▸ Page extract
** start **

2014-05-12 Thread dann frazier
hey,
 I'm working on enabling a platform that I'm told will be using
hardware flow control on the serial console. To prepare for this, I've
put together this patch to detect the crtscts setting on the console,
and set the -h flag for the getty. It works, but I'd appreciate a
review by someone who knows serial more than I. Specifically, is it
possible that a system that uses crtscts would not behave well w/
'getty -h'?

diff --git a/finish-install.d/90console b/finish-install.d/90console
index 272e0a1..2ec91cc 100755
--- a/finish-install.d/90console
+++ b/finish-install.d/90console
@@ -17,6 +17,13 @@ write_console() {
fi
 }  
 
+uses_hw_flowcontrol() {
+   local dev="$1"

** end **

▸ Records provided

** start **

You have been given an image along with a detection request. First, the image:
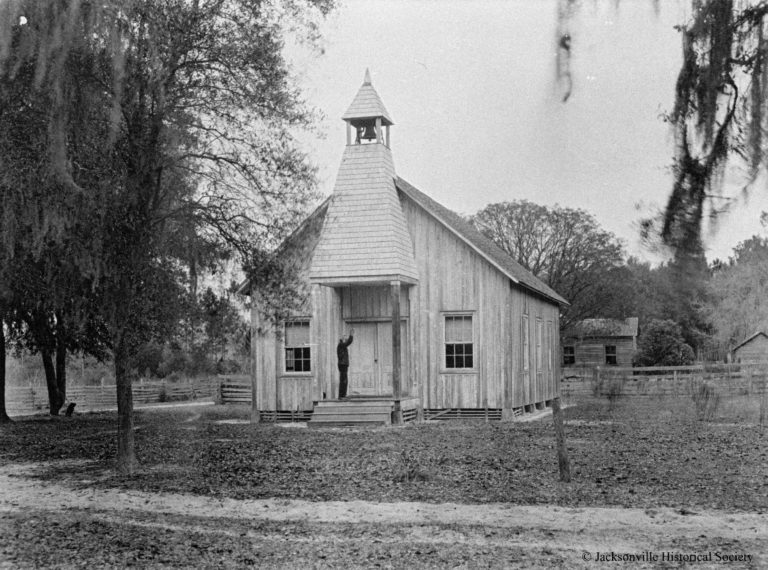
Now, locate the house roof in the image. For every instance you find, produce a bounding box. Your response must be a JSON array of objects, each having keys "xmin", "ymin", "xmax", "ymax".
[
  {"xmin": 395, "ymin": 177, "xmax": 569, "ymax": 305},
  {"xmin": 341, "ymin": 69, "xmax": 394, "ymax": 125},
  {"xmin": 731, "ymin": 331, "xmax": 768, "ymax": 350},
  {"xmin": 565, "ymin": 317, "xmax": 639, "ymax": 337}
]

** end **

▸ Exercise brief
For the serial console post, mark each statement yes or no for whether it agrees with the text, and quote the words that settle it: (a) the patch sets the -h flag for the getty after detecting the crtscts setting; (b) the writer says the patch does not work yet; (c) the platform is expected to use software flow control on the serial console.

▸ Completed exercise
(a) Yes: "put together this patch to detect the crtscts setting on the console, and set the -h flag for the getty"
(b) No: "It works, but I'd appreciate a review"
(c) No: "will be using hardware flow control on the serial console"